* _The task_
Turn the items below into a JSON list of strings with one string per line, leaving out any blank lines.
### Material for the task ###
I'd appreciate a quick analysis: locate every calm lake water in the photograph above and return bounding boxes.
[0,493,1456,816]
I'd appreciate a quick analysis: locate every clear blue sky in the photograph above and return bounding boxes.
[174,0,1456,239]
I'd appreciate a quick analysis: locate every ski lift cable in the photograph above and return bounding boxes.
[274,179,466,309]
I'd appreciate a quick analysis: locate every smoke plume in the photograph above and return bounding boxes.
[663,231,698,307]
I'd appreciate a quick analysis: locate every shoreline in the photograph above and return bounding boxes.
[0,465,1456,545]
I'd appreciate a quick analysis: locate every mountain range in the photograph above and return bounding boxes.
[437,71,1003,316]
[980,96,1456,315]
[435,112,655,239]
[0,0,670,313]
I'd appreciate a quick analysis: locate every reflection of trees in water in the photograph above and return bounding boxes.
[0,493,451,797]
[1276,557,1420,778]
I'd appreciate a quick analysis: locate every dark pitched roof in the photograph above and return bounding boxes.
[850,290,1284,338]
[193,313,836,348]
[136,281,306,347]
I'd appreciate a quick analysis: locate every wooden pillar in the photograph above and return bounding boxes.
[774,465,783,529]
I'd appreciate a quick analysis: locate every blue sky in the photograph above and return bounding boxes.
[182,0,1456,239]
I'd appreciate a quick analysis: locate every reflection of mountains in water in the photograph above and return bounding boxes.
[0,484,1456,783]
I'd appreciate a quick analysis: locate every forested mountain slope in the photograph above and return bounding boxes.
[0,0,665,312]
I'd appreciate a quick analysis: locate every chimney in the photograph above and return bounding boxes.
###
* _Correct answer_
[
  "I'd appreciate a quick analysis: locate every calm lake water in the photograph above and return bounding boxes.",
  "[0,493,1456,816]",
  "I'd appreciate a quick analysis: locate every clear blue sky in the photograph above and return bounding boxes.",
  "[174,0,1456,239]",
  "I'd appreciate a quick analysis: locate every ski lift cable in the photograph above and return bounding boxes.",
  "[274,179,466,309]",
  "I'd appreciate a quick analysis: locate every smoke plume in the photograph above and return bounding boxes.",
  "[663,231,698,307]",
  "I'd appreciate a quick analysis: locate every shoreline in the photograph above and return bounding boxes.",
  "[0,465,1456,545]",
  "I'd appreciate a quick analysis: locate every mountain range in the photograph above and return bounding boxes.",
  "[437,71,1003,316]",
  "[980,96,1456,315]",
  "[435,112,655,239]",
  "[0,0,670,313]",
  "I'd appreciate a quick analysis: locate every reflection of trees in water in the photograph above and return bounding boxes.",
  "[0,493,451,797]",
  "[1276,557,1420,778]",
  "I'd appreciate a quick analysis: locate every dark pitched roof in the photograph above and return bounding boxes.",
  "[850,290,1284,338]",
  "[193,313,836,348]",
  "[136,281,306,347]",
  "I'd appreciate a quick analysis: locate every wooden pillar in the photograph above and return bounding boxes.",
  "[774,465,783,529]",
  "I'd appreciate a quick analysis: locate every blue sky in the photograph above and return bounding boxes.",
  "[182,0,1456,239]",
  "I'd appreciate a quick analysis: locate every reflection of mountains in water in the photograph above and return bounding boxes.",
  "[0,484,1456,783]",
  "I'd appreciate a quick analysis: locate every forested mountain slope in the photograph above and return bounding boxes.",
  "[0,0,665,312]",
  "I'd appreciate a quick analysis: locate every chimney in the photograph above and return bounding boxes."
]